*** Block opens ***

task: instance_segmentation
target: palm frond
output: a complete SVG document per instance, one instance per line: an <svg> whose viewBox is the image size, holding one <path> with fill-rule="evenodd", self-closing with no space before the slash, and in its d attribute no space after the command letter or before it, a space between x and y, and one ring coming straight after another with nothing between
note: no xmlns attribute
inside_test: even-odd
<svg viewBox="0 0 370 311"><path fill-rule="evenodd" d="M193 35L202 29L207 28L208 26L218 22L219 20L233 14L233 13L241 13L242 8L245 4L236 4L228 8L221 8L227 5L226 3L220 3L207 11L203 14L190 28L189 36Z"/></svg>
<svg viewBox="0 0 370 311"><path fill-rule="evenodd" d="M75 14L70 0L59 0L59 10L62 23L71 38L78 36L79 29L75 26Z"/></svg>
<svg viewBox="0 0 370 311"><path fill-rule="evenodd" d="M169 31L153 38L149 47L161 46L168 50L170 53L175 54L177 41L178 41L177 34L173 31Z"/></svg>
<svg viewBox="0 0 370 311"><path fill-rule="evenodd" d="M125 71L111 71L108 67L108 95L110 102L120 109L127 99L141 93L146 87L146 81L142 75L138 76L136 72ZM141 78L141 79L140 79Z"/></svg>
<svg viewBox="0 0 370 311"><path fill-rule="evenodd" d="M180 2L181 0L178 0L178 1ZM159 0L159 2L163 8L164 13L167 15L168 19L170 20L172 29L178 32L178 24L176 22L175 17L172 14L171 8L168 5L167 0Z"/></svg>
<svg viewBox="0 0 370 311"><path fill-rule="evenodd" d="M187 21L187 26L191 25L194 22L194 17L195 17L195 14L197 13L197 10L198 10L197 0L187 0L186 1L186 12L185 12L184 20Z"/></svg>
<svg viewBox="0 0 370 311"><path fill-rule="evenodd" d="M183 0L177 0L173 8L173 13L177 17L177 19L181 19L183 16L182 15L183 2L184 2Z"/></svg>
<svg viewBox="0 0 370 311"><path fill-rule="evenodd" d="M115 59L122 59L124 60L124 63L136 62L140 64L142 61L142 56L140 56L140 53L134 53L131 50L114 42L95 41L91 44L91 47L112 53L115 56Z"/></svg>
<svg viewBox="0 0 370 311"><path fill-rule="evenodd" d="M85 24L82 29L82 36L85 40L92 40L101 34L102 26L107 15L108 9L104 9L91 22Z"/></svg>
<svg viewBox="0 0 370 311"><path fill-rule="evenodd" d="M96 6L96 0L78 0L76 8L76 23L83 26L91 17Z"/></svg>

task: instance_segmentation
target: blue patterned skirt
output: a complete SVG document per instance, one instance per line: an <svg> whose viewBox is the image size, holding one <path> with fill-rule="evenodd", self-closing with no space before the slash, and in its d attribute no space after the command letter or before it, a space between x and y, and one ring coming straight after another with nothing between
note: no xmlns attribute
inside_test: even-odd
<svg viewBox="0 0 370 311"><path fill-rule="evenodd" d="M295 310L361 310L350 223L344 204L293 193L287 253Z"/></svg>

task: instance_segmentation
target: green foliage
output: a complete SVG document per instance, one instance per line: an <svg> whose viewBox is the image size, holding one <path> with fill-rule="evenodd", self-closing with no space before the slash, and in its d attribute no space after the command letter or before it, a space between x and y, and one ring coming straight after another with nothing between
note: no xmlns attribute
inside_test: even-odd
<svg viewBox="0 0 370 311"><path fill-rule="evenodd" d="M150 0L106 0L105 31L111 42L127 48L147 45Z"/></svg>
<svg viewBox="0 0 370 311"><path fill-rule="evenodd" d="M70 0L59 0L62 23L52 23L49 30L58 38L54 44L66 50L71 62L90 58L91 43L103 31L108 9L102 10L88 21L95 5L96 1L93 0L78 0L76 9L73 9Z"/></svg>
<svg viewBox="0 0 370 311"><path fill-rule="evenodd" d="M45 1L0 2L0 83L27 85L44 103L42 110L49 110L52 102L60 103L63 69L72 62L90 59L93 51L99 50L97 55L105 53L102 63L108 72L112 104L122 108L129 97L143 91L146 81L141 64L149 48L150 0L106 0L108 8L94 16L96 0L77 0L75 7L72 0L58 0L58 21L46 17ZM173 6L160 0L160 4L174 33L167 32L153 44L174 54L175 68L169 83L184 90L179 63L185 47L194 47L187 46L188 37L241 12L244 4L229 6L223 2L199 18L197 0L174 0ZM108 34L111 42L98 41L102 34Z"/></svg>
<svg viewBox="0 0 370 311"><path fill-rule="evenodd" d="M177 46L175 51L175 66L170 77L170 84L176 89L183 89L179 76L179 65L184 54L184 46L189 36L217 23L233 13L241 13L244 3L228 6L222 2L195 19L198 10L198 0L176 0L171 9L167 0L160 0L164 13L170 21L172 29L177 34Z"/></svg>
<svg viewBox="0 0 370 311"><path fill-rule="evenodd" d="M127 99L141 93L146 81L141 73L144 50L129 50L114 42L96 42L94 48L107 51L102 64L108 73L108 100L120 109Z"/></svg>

*** Block closes ***

> **Task objective**
Retype the data exactly as given.

> **Task response**
task: instance_segmentation
target: palm frond
output: a complete SVG document per instance, one instance per line: an <svg> whose viewBox is the image size, holding one <path> with fill-rule="evenodd", self-closing with no space before the slash, and in its d attribute no space after the command letter or before it, a space between x and y, and one ring coming straight after another with nothing between
note: no xmlns attribute
inside_test: even-odd
<svg viewBox="0 0 370 311"><path fill-rule="evenodd" d="M193 35L202 29L207 28L208 26L218 22L219 20L233 14L233 13L241 13L242 8L245 4L236 4L228 8L221 8L227 5L226 3L220 3L207 11L203 14L190 28L189 36Z"/></svg>
<svg viewBox="0 0 370 311"><path fill-rule="evenodd" d="M75 14L70 0L59 0L59 10L62 23L71 38L78 36L79 29L75 26Z"/></svg>
<svg viewBox="0 0 370 311"><path fill-rule="evenodd" d="M169 31L153 38L149 47L161 46L168 50L170 53L175 54L177 41L178 41L177 34L173 31Z"/></svg>
<svg viewBox="0 0 370 311"><path fill-rule="evenodd" d="M125 71L111 71L108 67L108 95L110 102L120 109L127 99L141 93L146 87L146 81L142 75L138 76L136 72ZM141 78L141 79L140 79Z"/></svg>
<svg viewBox="0 0 370 311"><path fill-rule="evenodd" d="M180 2L181 0L178 0L178 1ZM159 0L159 2L163 8L164 13L167 15L168 19L170 20L172 29L178 32L178 24L176 22L175 17L172 14L171 8L168 5L167 0Z"/></svg>
<svg viewBox="0 0 370 311"><path fill-rule="evenodd" d="M187 21L187 26L191 25L194 22L194 17L195 17L195 14L197 13L197 10L198 10L197 0L187 0L186 1L186 12L185 12L184 20Z"/></svg>
<svg viewBox="0 0 370 311"><path fill-rule="evenodd" d="M183 0L177 0L173 8L173 13L177 17L177 19L181 19L183 16L182 15L183 2L184 2Z"/></svg>
<svg viewBox="0 0 370 311"><path fill-rule="evenodd" d="M115 59L122 59L124 60L124 63L136 62L140 64L142 61L142 56L140 56L140 53L134 53L131 50L114 42L95 41L91 44L91 47L112 53L115 56Z"/></svg>
<svg viewBox="0 0 370 311"><path fill-rule="evenodd" d="M85 24L82 29L82 36L85 40L92 40L101 34L102 26L107 15L108 9L104 9L91 22Z"/></svg>
<svg viewBox="0 0 370 311"><path fill-rule="evenodd" d="M96 6L96 0L78 0L76 8L76 23L83 26L91 17Z"/></svg>

task: instance_segmentation
target: blue patterned skirt
output: a complete SVG document per instance, one instance per line: an <svg> whose viewBox is the image size, holding one <path> with fill-rule="evenodd", self-closing with no space before the slash, and in its d attribute no space after the command letter or before it, a space between x and y, and one ring coming straight after another with nothing between
note: no xmlns attribute
inside_test: even-odd
<svg viewBox="0 0 370 311"><path fill-rule="evenodd" d="M295 310L361 310L350 223L344 204L293 193L287 253Z"/></svg>

task: instance_segmentation
target: green foliage
output: a complete SVG document per instance, one instance per line: an <svg> whose viewBox is the image size, holding one <path> with fill-rule="evenodd", self-closing with no space before the slash, and in its d attribute no space after the command letter or before it, a space between x and y, and one ring coming straight after another with nothing between
note: no xmlns attribute
inside_test: even-odd
<svg viewBox="0 0 370 311"><path fill-rule="evenodd" d="M150 0L106 0L105 31L111 42L127 48L147 45Z"/></svg>
<svg viewBox="0 0 370 311"><path fill-rule="evenodd" d="M70 0L59 0L62 23L52 23L49 30L58 38L54 44L66 50L71 62L90 58L91 43L103 31L108 9L102 10L88 21L95 5L96 1L93 0L78 0L76 9L73 9Z"/></svg>
<svg viewBox="0 0 370 311"><path fill-rule="evenodd" d="M45 1L0 2L0 83L27 85L44 103L42 110L49 110L52 102L60 103L63 69L72 62L90 59L93 51L99 50L97 55L105 53L102 63L108 72L112 104L122 108L129 97L143 91L146 81L141 64L149 48L150 0L106 0L108 8L94 16L96 0L77 0L75 7L72 0L58 0L58 21L46 17ZM173 6L160 0L160 4L174 33L167 32L153 44L174 54L175 68L169 83L184 90L179 63L185 47L194 47L187 46L188 37L241 12L244 4L229 6L223 2L199 18L197 0L174 0ZM108 34L111 42L98 41L102 34Z"/></svg>
<svg viewBox="0 0 370 311"><path fill-rule="evenodd" d="M177 46L175 51L175 66L170 77L170 84L176 89L183 89L179 76L179 65L184 54L184 46L189 36L217 23L233 13L241 13L244 3L228 6L222 2L195 19L198 10L198 0L176 0L171 9L167 0L160 0L164 13L170 21L172 29L177 34Z"/></svg>
<svg viewBox="0 0 370 311"><path fill-rule="evenodd" d="M127 99L141 93L146 81L141 73L144 50L129 50L114 42L96 42L94 48L107 51L102 64L108 73L108 100L120 109Z"/></svg>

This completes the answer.